* Work item
Copy out all the entries exactly.

* Extracted entries
--- START ---

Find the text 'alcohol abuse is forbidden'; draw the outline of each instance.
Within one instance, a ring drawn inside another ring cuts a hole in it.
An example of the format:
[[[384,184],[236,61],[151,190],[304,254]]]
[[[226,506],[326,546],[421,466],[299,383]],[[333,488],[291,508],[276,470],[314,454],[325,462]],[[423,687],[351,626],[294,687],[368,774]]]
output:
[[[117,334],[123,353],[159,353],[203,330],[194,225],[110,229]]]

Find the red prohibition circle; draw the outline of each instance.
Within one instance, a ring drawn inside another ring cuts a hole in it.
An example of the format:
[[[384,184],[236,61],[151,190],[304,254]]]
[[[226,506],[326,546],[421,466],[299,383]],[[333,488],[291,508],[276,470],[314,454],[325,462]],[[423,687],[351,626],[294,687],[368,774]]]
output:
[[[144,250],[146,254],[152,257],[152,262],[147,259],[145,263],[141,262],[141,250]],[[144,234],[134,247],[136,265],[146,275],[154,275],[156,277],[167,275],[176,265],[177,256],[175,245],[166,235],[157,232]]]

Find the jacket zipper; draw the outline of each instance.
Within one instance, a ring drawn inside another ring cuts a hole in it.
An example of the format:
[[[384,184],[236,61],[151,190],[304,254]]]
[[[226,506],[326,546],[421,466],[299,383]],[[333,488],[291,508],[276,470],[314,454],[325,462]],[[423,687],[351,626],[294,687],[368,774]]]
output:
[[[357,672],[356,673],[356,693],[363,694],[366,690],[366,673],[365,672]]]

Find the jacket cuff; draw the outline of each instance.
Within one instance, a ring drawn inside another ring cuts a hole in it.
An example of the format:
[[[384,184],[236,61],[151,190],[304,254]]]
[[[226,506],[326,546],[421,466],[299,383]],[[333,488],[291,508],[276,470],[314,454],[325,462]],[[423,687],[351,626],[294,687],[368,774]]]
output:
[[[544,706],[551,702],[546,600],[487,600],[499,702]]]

--- END ---

* Answer space
Find the text 'alcohol abuse is forbidden'; draw the outline of each instance.
Within one instance, a ring drawn inside another ring cuts a hole in it.
An example of the format:
[[[384,184],[236,61],[151,190],[304,254]]]
[[[226,506],[326,546],[421,466],[299,383]],[[333,488],[291,508],[276,470],[314,454],[325,462]],[[423,687],[351,626],[294,687],[368,774]]]
output:
[[[117,334],[123,353],[159,353],[203,330],[194,225],[110,229]]]

Find the red prohibition circle; draw the outline of each instance.
Within one instance, a ring drawn inside another ring cuts a hole in it.
An example of the format:
[[[384,184],[236,61],[151,190],[304,254]]]
[[[226,506],[326,546],[421,466],[299,383]],[[333,488],[291,508],[276,470],[314,454],[325,462]],[[423,687],[351,626],[294,687],[368,774]]]
output:
[[[144,250],[146,254],[152,257],[152,262],[147,259],[145,263],[141,262],[141,250]],[[144,234],[134,247],[136,265],[146,275],[154,275],[156,277],[167,275],[176,265],[177,256],[175,245],[166,235],[157,232]]]

Find the jacket zipper; draw the outline of each instance.
Within one instance, a ring drawn inside another ring cuts a hole in it.
An example of the format:
[[[384,184],[236,61],[151,190],[304,254]]]
[[[226,506],[326,546],[421,466],[299,383]],[[333,488],[291,508],[276,470],[314,454],[325,462]],[[423,687],[351,626],[294,687],[368,774]]]
output:
[[[357,672],[356,673],[356,693],[363,694],[366,690],[366,673],[365,672]]]

Find the jacket cuff; draw the outline of each instance.
Within one instance, a ring drawn inside another ring cuts a hole in it.
An example of the format:
[[[384,184],[236,61],[151,190],[304,254]]]
[[[226,506],[326,546],[421,466],[299,383]],[[333,488],[291,508],[276,470],[314,454],[325,462]],[[423,687],[351,626],[294,687],[368,774]]]
output:
[[[544,706],[551,702],[546,600],[487,600],[499,702]]]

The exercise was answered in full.